» **Requirement**
In the R intro notes, how many elements are in the sample space for flipping a coin three times?

» **Text shown**
+ + +

R intro

R is a functional programming language that is specialized for statistical data analysis and graphical exploration of data. It’s not the best-designed language ever, and it’s frequently slow, but it’s incredibly useful nonetheless. It also has an enormous number of packages that you can install and use for a variety of purposes. For example, I’m writing these notes in R (more specifically, in RStudio) using R Markdown and knitr package. You’ll do the same with your homework for the course. A number of people have written entire books in knitr.

Because I cruelly made you do a homework on the topic for today, you should have the basics of R down already. First, though, any burning questions that you have after doing the homework?

General advice on learning and using R:

Rather than giving you a blow-by-blow on R syntax and usage up-front and risk losing you to boredom, I’m going to dive into the course content, introducing R features as they come up. I hope this will work! But since I am imperfect, and on top of that I don’t know for sure what exactly you know or don’t, the only way that this can work is for you to be very, very proactive.

If you see a piece of code that you don’t understand, or even think you might not understand, speak up! Most likely there are others in the class who have the same question.

The binomial distribution

Suppose we have a coin with weight \(\pi\). If we flip it 4 times, what’s the probability of getting the sequence \(HHTH\)?

We’re assuming that the flips are independent of each other, so - letting \(H_i\) and \(H_j\) represent the outcomes of getting heads on flips \(i\) and \(j\) respectively - we have \(P(H_i, H_j)\) [i.e., \(P(H_i \& H_j)\)] equal to \(P(H_i) \times P(H_j)\) for any \(i\) and \(j\). As a result: \[ \begin{aligned} P(HHTH) =& P(H) \times P(H) \times P(T) \times P(H)\\ =& P(H)^3 \times P(T)\\ =& \pi^3 \times (1-\pi) \end{aligned} \]

More generally, for any sequence \(S\) containing \(N_H\) heads and \(N_T\) tails, the probability of that sequence is \[ P(S) = \pi^{N_H} \times (1-\pi)^{N_T} \]

If we flip a coin 3 times, the sample space is \(\Omega=\{HHH, THH, HTH, HHT, TTH, THT, HTT, TTT\}\) - a set with \(2^3=8\) elements. What is the probability of each?

+ + +

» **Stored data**
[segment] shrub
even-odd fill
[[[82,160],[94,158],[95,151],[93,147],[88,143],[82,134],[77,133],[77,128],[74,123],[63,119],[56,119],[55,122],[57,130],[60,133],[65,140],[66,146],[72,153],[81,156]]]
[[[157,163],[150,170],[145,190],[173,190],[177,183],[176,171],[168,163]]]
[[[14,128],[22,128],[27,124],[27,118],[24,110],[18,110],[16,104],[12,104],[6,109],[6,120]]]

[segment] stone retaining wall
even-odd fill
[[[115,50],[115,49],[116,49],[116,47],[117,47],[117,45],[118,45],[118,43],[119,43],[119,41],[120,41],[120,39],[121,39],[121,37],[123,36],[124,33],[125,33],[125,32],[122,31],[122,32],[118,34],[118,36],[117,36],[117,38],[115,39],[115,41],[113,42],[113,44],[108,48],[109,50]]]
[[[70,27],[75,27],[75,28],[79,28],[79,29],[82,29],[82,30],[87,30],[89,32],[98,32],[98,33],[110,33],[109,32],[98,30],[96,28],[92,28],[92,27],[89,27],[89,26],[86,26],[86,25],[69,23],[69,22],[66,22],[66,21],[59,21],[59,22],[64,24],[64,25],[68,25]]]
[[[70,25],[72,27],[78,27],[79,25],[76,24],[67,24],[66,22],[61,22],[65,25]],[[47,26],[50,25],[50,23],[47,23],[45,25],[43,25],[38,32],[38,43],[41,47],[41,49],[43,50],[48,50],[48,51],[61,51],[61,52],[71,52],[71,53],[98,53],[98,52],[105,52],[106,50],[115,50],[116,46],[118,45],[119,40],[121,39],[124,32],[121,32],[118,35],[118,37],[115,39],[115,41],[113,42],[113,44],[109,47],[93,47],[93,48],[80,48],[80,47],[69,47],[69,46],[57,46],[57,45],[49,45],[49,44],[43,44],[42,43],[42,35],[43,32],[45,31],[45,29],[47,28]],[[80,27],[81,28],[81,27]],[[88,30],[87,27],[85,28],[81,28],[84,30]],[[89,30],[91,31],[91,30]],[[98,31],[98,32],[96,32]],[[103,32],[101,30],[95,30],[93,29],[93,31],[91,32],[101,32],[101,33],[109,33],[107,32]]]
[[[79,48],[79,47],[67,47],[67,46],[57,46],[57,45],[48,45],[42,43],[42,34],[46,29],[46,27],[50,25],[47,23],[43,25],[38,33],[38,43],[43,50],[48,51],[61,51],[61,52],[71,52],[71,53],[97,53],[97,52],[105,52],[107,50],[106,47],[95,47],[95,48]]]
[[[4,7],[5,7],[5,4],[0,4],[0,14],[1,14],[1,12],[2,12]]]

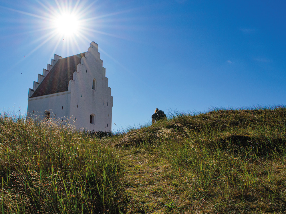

+ + +

» **Answer section**
The sample space has 2^3 = 8 elements.